__WRITTEN TASKS__.
(A) Do these three statements agree with the excerpt on Dartmouth's remote teaching? Answer yes or no for each, quoting the words from the excerpt that decide it.
(i) DCAL supported more than 600 courses in the spring term.
(ii) Students in the marine clock course had more than 10 weeks to finish their clocks.
(iii) Students paid for the 3D printers shipped to them.
(B) Can you carry the excerpt on Dartmouth's remote teaching forward from its last sentence?

__EXCERPT TO READ__.
################
The Dartmouth Center for the Advancement of Learning helped support hundreds of faculty in making the transition. DCAL staff, working with Dartmouth Learning Design and Technology, provided workshops in best pedagogical practices using Zoom and other technologies to engage students and build community. DCAL supported more than 600 courses in the spring term and 200 in the summer as well as 67 learning fellows (spring and summer) who facilitate class discussion.
“Our faculty are taking ownership of their teaching in the remote environment,” says Scott Pauls, director of DCAL and professor and chair of mathematics. “After the intensity of spring term, faculty have had time to experiment and are now making informed choices what kinds of teaching works best for their course and their students’ needs. There is healthy innovation going on that will carry into fall.”
Examples of teaching innovation:
Creating 3D-Printed Marine Clocks
Dartmouth engineering students stepped up to the ultimate challenge: build the most accurate, 3D-printed marine clock. Students collaborated remotely on small teams and had to complete clocks in less than 10 weeks. The clocks had to operate as precisely as possible while moving on a print bed, simulating movement at sea. Dartmouth shipped new 3D printers to every student (priced under $200 each), at no extra cost.
“Students were extremely adaptable,” says Associate Professor of Engineering Sol Diamond, who led the course. “They organized efficient communication channels, rebuilt parts that didn’t fit, and coordinated to work across idiosyncrasies of different 3D printers.”
Team One designed a clock with modular pieces that stacked on top of each other. “Some connecting parts had to be very small,” says Ben Culmer ’20, a fourth-year BE student. “The problem is the printer cannot always handle the very small size. So we had to think together creatively on how to make parts small enough that wouldn’t interfere with overall functioning. It took a lot of trial and error.”
"Most of all," says fourth-year B.E. student Mary Tobin ’20, "it was great to be part of a community of students throughout the world interested in creating a chronometer together.” Read the full story.
################
__SUPPLIED INFORMATION__.

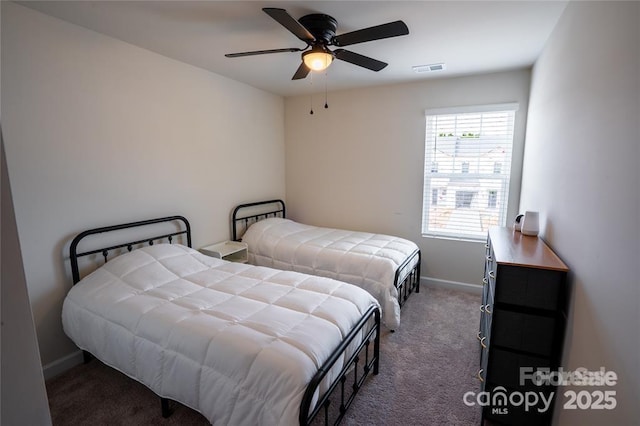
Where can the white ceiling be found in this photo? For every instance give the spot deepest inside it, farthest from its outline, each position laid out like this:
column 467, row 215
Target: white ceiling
column 468, row 36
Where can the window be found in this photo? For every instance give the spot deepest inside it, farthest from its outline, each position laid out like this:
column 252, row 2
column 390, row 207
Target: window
column 471, row 147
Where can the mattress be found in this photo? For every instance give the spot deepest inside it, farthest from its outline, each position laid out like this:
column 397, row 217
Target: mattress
column 236, row 342
column 367, row 260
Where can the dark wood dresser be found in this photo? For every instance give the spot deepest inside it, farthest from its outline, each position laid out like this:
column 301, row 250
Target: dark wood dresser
column 522, row 324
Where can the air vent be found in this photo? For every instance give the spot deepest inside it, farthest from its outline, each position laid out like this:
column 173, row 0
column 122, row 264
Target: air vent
column 429, row 68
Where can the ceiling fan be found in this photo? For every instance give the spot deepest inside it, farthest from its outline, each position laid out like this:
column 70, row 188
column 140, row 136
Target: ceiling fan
column 319, row 32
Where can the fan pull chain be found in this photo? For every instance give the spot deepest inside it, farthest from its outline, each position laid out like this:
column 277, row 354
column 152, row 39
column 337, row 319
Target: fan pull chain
column 311, row 96
column 326, row 104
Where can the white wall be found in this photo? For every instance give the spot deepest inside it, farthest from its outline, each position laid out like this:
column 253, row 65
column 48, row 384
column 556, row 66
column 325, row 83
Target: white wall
column 359, row 164
column 98, row 131
column 581, row 173
column 23, row 394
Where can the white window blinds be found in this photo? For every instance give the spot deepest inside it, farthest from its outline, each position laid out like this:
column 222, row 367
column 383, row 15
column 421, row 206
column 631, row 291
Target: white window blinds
column 467, row 168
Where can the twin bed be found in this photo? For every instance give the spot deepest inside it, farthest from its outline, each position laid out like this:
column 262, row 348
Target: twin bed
column 240, row 343
column 387, row 267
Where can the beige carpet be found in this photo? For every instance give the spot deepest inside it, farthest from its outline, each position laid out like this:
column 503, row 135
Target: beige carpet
column 425, row 369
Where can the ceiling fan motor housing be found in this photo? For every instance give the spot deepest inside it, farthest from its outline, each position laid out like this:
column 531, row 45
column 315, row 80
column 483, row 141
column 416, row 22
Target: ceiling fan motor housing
column 323, row 27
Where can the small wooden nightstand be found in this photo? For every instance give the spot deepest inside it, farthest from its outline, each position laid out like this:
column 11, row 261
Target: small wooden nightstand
column 233, row 251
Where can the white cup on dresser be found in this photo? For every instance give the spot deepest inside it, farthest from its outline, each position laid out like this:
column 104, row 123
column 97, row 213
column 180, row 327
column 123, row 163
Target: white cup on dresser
column 530, row 224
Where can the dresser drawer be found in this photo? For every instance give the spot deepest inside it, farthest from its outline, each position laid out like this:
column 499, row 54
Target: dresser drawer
column 529, row 287
column 524, row 332
column 504, row 367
################
__FINAL RESULTS__.
(A)
(i) Yes: "DCAL supported more than 600 courses in the spring term"
(ii) No: "had to complete clocks in less than 10 weeks"
(iii) No: "at no extra cost"

(B)
Learning Geological History with 3D Tools
In Earth Sciences 1, “How the Earth Works,” students came together remotely, from as far away as New Zealand and South Korea, to explore geological landscapes across the Upper Valley, looking for clues on how the planet evolved over millions of years. Since the students could not travel to these locations, faculty brought the Upper Valley to them using a variety of 3D digital tools.
Using 3D models, students could closely examine sandstone on Rollins Chapel or a 60-million-year-old lava flow behind Fairchild Hall, watch a 360-degree video of Quechee Gorge, or zoom in on layers of rock formations at the Union Village Dam.
Gigapan of rock wall at Union Village Dam:
Layers of metamorphic rock, tilted and folded, at Union Village Dam in Thetford, Vermont
The digital assets were originally produced under a grant for past classes and proved very useful. “We wanted students to look at the small minerals remotely that make up rocks and link observations to process that govern how the rocks formed.,” says Edward Meyer, a senior lecturer in earth sciences at Dartmouth and co-teacher of the course. “Students could then link those processes they learned in lab work to the geologic history of the region, by studying a 3D model, then share their findings with lab partners and in online breakout rooms. That was wonderful to see. We’ll continue using these models in future courses.”
Sustainable Food and the Dartmouth Organic Farm
For a course in sustainable food systems, Theresa Ong, an assistant professor of environmental studies, wanted to give students as close an experience with agriculture as possible. So she worked with Dartmouth Organic Farm to produce three videos, covering biodiversity practices, soil creation, and the farm’s social and educational mission.
The first video gives students a virtual tour of the different crops at the farm and their associated biodiversity, like the pollinators, ladybugs, and predators of pests. “It’s a great example of what you can accomplish with diversity in a small space,” says Ong.
Londyn Crenshaw ’22 was so inspired by the video that she created her own video for her final project in the course. She interviewed Cleveland’s first 20th-century urban farmer, who was also featured on the front page of The Plain Dealer.
“This course was an amazing learning experience,” she adds. “I never missed a Zoom discussion. Theresa Ong had such an interesting mix of material to comment on: documentary snippets, articles, podcasts. Students were so engaged.”
Writing Technology in the First Century
Deborah Forger, a lecturer in Jewish studies, wanted her students to have a sensory-rich understanding into how people wrote in ancient times. So for her course “The Jewish Jesus,” she mailed lab kits with writing technology used during the time Jesus lived, including papyrus, goatskin parchment, and bamboo reed pens.
“I wanted to give students to experience the physical nature of our sources and to reflect upon the laborious processes by which they were created, transcribed, circulated, and preserved," says Forger. “I had them soak the papyrus (which comes from a bamboo-like plant) in water, pull it apart, then reassemble it and practice writing on it to see the effort and time it takes.”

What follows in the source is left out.